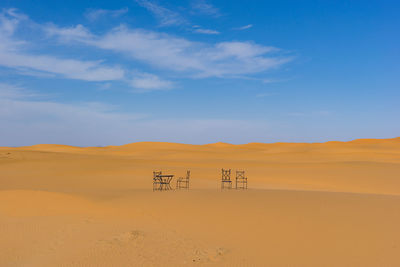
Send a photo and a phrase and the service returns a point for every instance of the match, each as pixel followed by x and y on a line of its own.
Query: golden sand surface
pixel 318 204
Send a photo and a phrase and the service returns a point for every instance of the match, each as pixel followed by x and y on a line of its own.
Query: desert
pixel 307 204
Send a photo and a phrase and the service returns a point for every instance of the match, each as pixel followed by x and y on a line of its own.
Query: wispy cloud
pixel 13 56
pixel 195 59
pixel 95 14
pixel 149 82
pixel 206 31
pixel 202 7
pixel 101 124
pixel 165 16
pixel 244 27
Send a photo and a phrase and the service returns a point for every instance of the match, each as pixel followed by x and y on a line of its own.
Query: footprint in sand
pixel 130 237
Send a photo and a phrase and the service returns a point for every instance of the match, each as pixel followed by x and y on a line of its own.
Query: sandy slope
pixel 330 204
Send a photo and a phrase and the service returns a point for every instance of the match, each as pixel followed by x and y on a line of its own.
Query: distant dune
pixel 308 204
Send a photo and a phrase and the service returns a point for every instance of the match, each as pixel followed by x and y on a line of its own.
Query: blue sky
pixel 198 71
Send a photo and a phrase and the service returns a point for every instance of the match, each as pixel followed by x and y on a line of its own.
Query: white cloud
pixel 12 56
pixel 149 82
pixel 202 7
pixel 244 27
pixel 12 91
pixel 206 31
pixel 165 16
pixel 68 33
pixel 196 59
pixel 26 122
pixel 95 14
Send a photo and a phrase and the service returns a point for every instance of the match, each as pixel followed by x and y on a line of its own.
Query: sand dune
pixel 320 204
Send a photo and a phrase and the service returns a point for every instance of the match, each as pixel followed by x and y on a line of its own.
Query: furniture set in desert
pixel 162 182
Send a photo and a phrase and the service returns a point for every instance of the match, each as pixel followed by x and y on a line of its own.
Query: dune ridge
pixel 308 204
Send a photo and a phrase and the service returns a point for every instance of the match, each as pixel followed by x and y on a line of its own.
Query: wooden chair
pixel 241 180
pixel 183 182
pixel 226 179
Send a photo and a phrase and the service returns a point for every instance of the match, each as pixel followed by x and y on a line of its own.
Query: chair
pixel 226 179
pixel 183 182
pixel 156 181
pixel 241 180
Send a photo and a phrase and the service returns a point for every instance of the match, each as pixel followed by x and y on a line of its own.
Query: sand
pixel 320 204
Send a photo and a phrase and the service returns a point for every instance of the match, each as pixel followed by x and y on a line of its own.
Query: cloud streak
pixel 165 16
pixel 194 59
pixel 202 7
pixel 95 14
pixel 245 27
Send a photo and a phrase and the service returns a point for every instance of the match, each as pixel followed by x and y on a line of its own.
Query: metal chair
pixel 226 182
pixel 156 181
pixel 183 182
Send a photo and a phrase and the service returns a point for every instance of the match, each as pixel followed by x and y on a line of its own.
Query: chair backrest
pixel 239 174
pixel 226 175
pixel 156 174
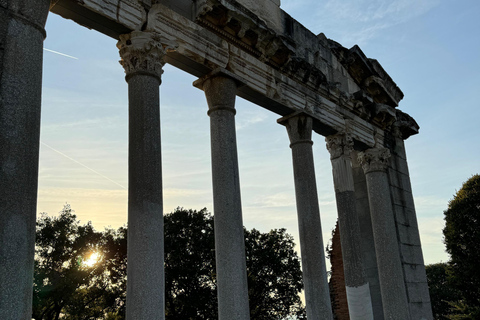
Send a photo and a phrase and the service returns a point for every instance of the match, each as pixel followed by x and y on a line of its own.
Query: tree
pixel 68 286
pixel 65 283
pixel 462 236
pixel 273 270
pixel 442 294
pixel 189 265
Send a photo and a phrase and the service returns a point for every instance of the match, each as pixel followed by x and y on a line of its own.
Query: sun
pixel 92 259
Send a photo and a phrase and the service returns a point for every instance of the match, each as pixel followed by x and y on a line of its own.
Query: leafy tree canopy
pixel 462 237
pixel 69 286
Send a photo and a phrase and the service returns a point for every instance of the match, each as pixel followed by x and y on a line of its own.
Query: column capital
pixel 339 145
pixel 220 87
pixel 142 52
pixel 375 159
pixel 299 127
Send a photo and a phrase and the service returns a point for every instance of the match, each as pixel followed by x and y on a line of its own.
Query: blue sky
pixel 430 48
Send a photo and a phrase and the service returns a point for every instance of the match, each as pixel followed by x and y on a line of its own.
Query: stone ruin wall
pixel 287 69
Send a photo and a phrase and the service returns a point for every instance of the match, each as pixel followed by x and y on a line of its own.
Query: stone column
pixel 142 57
pixel 317 296
pixel 220 90
pixel 22 33
pixel 394 297
pixel 357 287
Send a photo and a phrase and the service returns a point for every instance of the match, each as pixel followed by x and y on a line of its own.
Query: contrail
pixel 63 154
pixel 62 54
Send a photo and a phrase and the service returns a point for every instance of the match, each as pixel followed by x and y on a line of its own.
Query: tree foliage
pixel 455 285
pixel 66 287
pixel 462 237
pixel 442 293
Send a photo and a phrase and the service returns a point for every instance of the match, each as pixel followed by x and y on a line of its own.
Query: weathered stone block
pixel 411 254
pixel 421 310
pixel 408 234
pixel 414 273
pixel 400 216
pixel 418 292
pixel 397 197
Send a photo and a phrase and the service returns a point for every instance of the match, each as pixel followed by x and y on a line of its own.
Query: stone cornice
pixel 405 126
pixel 143 52
pixel 339 145
pixel 368 74
pixel 375 159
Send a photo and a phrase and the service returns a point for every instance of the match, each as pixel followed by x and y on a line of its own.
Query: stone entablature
pixel 281 75
pixel 260 53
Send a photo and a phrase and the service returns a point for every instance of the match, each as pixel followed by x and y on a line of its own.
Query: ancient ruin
pixel 255 50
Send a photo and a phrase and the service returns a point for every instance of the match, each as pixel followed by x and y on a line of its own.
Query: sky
pixel 430 48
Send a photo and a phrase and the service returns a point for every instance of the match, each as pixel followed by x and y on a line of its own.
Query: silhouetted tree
pixel 442 293
pixel 65 285
pixel 462 238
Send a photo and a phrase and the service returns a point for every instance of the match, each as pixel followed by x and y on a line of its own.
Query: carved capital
pixel 375 159
pixel 339 145
pixel 143 52
pixel 299 128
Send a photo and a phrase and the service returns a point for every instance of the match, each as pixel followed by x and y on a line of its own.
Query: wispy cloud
pixel 83 165
pixel 61 54
pixel 251 120
pixel 361 20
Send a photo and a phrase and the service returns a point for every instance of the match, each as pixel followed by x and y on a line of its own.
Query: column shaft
pixel 21 37
pixel 357 287
pixel 317 296
pixel 232 289
pixel 141 57
pixel 392 286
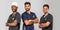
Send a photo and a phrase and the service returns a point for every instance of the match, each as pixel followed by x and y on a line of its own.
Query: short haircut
pixel 27 3
pixel 46 5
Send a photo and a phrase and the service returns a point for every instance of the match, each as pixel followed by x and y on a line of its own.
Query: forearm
pixel 45 24
pixel 11 24
pixel 35 21
pixel 28 22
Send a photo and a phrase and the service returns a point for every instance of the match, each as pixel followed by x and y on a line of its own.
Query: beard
pixel 14 10
pixel 27 9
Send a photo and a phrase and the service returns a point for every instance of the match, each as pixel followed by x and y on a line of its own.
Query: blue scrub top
pixel 12 18
pixel 48 18
pixel 26 16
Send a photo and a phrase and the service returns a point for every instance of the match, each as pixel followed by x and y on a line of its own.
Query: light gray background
pixel 5 11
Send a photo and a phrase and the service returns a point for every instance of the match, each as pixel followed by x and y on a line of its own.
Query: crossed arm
pixel 14 23
pixel 42 25
pixel 29 22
··········
- Exercise
Each line above is to be copied exactly, and the pictures are to be dropped.

- Task solution
Send a photo and a phrase and the service returns a point for every instance of the match, each as pixel followed by x and y on a line of its own.
Query: golden sand surface
pixel 318 204
Send a photo and a phrase and the service returns a point for every instance of the match, each as pixel followed by x and y on a line of its own.
Query: desert
pixel 307 204
Send a photo and a phrase and the service returns a point for every instance of the match, each as pixel followed by x and y on a line of its own.
Query: wispy cloud
pixel 13 56
pixel 195 59
pixel 95 14
pixel 149 82
pixel 206 31
pixel 202 7
pixel 101 124
pixel 165 16
pixel 244 27
Send a photo and a phrase and the service returns a point for every instance of the match, each as pixel followed by x and y on a line of its own.
Query: footprint in sand
pixel 130 237
Send a photo and a phrase and the service returns a point for every instance of the match, each as pixel followed by x and y on a line of its own.
Query: sandy slope
pixel 330 204
Send a photo and a phrase and the service returns a point for every instance of the match, each as pixel followed by x and y on a line of its own.
Query: distant dune
pixel 308 204
Send a photo and a phrase and the service returns a point for every instance of the match, each as pixel followed by x and y on a line of its own.
Query: blue sky
pixel 198 71
Send a photo and a phrase and the service returns a point for every instance of the match, each as pixel followed by x and y on a line of its own.
Query: white cloud
pixel 12 56
pixel 149 82
pixel 202 7
pixel 244 27
pixel 12 91
pixel 206 31
pixel 165 16
pixel 68 33
pixel 196 59
pixel 26 122
pixel 95 14
Send a photo and a phrase and the service returns a point for every instance of the match, each as pixel followed by x and y on a line of its own.
Query: sand dune
pixel 320 204
Send a photo and a phrase and the service returns a point for every instance of the match, each as pixel followed by x and y on a line of its own.
Query: furniture set in desert
pixel 162 182
Send a photo and a phrase and the service returns a point for every instance of the match, each as pixel followed by x and y on a line of its own.
Query: dune ridge
pixel 308 204
Send a photo and a phrase and the service returns a point for every instance of the match, each as pixel followed by x and y on a line of its own.
Query: wooden chair
pixel 241 180
pixel 183 182
pixel 226 179
Send a photo and a phrase and the service returns a point for every instance of the match, each as pixel followed by x and y on a line of its own.
Query: chair
pixel 226 179
pixel 183 182
pixel 156 181
pixel 241 180
Send a photo and a phrase and the service returns a point for every instance of the match, each as pixel followed by x and y on a line of its own.
Query: sand
pixel 320 204
Send a photo and a phrase and the service returns a point for every instance of the match, each as pixel followed by x and y on a line of its own.
Query: cloud streak
pixel 165 16
pixel 194 59
pixel 202 7
pixel 95 14
pixel 245 27
Send a photo and a phrase and the service returns a point for every instance of the match, each as pixel followed by x and y on a line of its own.
Query: metal chair
pixel 226 182
pixel 156 181
pixel 183 182
Send a photo and a phrase and the service returns a point for every instance of the match, each as pixel followed by x and y on a line of its own.
Query: chair backrest
pixel 239 174
pixel 226 175
pixel 156 174
Send a photo and a phrase and the service returns a point for every instance of the match, each as pixel followed by x and y on a line of its own.
Query: tree
pixel 68 286
pixel 65 283
pixel 462 236
pixel 273 270
pixel 442 294
pixel 189 265
Send a photo and a phrase and the service returns a point for every instance of the match, each as pixel followed by x and y on a line of its own.
Query: sun
pixel 92 259
Send a photo and a phrase and the service returns a point for every instance of the match, each as pixel followed by x and y on a line of its own.
Query: leafy tree canopy
pixel 462 237
pixel 69 286
Send a photo and a phrase and the service returns a point for every instance of the match, each as pixel followed by x and y on a line of its own.
Query: column capital
pixel 339 145
pixel 220 87
pixel 142 52
pixel 375 159
pixel 299 127
Send a photo and a phrase and the service returns a point for every instance of the match, each as pixel followed by x and y on a line of its own.
Query: blue sky
pixel 430 48
Send a photo and a phrase and the service returns a point for every instance of the match, each as pixel followed by x and y on a line of its own.
Query: stone ruin wall
pixel 287 69
Send a photo and a phrase and the service returns a point for every instance of the match, each as pixel followed by x and y on a line of its own.
Query: stone column
pixel 142 57
pixel 317 296
pixel 220 90
pixel 22 33
pixel 394 297
pixel 357 287
Send a photo and a phrase and the service returns a point for every instance of the match, each as pixel followed by x and y on a line of its own.
Query: contrail
pixel 63 154
pixel 62 54
Send a photo and a phrase and the service returns a point for every instance of the match, each as pixel followed by x and y on a line of its own.
Query: tree foliage
pixel 455 285
pixel 66 287
pixel 462 237
pixel 442 293
Send a photo and a phrase and the service returns a point for every instance of the match, each as pixel followed by x and y on a line of its own.
Query: weathered stone block
pixel 411 254
pixel 421 310
pixel 408 234
pixel 414 273
pixel 400 216
pixel 418 292
pixel 397 197
Send a photo and a phrase and the service returns a point for every instance of the match, each as pixel followed by x and y on a line of its own.
Query: stone cornice
pixel 405 126
pixel 143 52
pixel 339 145
pixel 368 74
pixel 375 159
Send a photo and a phrase and the service returns a point for every instance of the match, each as pixel followed by x and y on a line of its own.
Query: stone entablature
pixel 281 75
pixel 260 53
Send a photo and a phrase and the service returns a point for every instance of the match, each as pixel followed by x and y on a line of its own.
Query: ancient ruin
pixel 255 50
Send a photo and a phrase and the service returns a point for every instance of the match, each as pixel followed by x and y on a line of its own.
Query: sky
pixel 430 48
Send a photo and a phrase and the service returns a point for every instance of the match, each as pixel followed by x and y on a line of its own.
Query: silhouetted tree
pixel 442 293
pixel 65 285
pixel 462 238
Send a photo and a phrase and the service returns a point for every instance of the match, each as pixel followed by x and y on a line of its own.
Query: carved capital
pixel 375 159
pixel 339 145
pixel 143 52
pixel 299 128
Send a photo and a phrase and the service returns a point for every instance of the match, each as pixel followed by x and y on a line of its own.
Query: wispy cloud
pixel 83 165
pixel 61 54
pixel 251 120
pixel 361 20
Send a photo and a phrase and the service returns a point for every instance of the match, each as pixel followed by x and y on a line of its own.
Query: column shaft
pixel 21 37
pixel 357 287
pixel 317 296
pixel 232 289
pixel 141 57
pixel 392 286
Send a photo and a phrase and the service returns a point for every instance of the match, each as pixel followed by x and y on a line of its own.
Query: short haircut
pixel 27 3
pixel 46 5
Send a photo and a phrase and the service returns a point for every instance of the match, each as pixel followed by x and y on a line of its own.
Query: forearm
pixel 45 24
pixel 11 24
pixel 35 21
pixel 28 22
Send a photo and a phrase and the service returns a point for every instance of the match, each as pixel followed by x and y on a line of its own.
Query: beard
pixel 14 10
pixel 27 9
Send a photo and a phrase and the service returns a point for every instance of the match, each as pixel followed by x and y on a line of its own.
Query: blue scrub top
pixel 12 18
pixel 48 18
pixel 26 16
Send a photo and a phrase and the service returns a point for every instance of the match, each as pixel followed by x and y on a line of its own.
Query: light gray background
pixel 5 11
Send a photo and a phrase and the service returns a point for every instance of the match, each as pixel followed by x and y on a line of its own.
Query: crossed arm
pixel 14 23
pixel 42 25
pixel 29 22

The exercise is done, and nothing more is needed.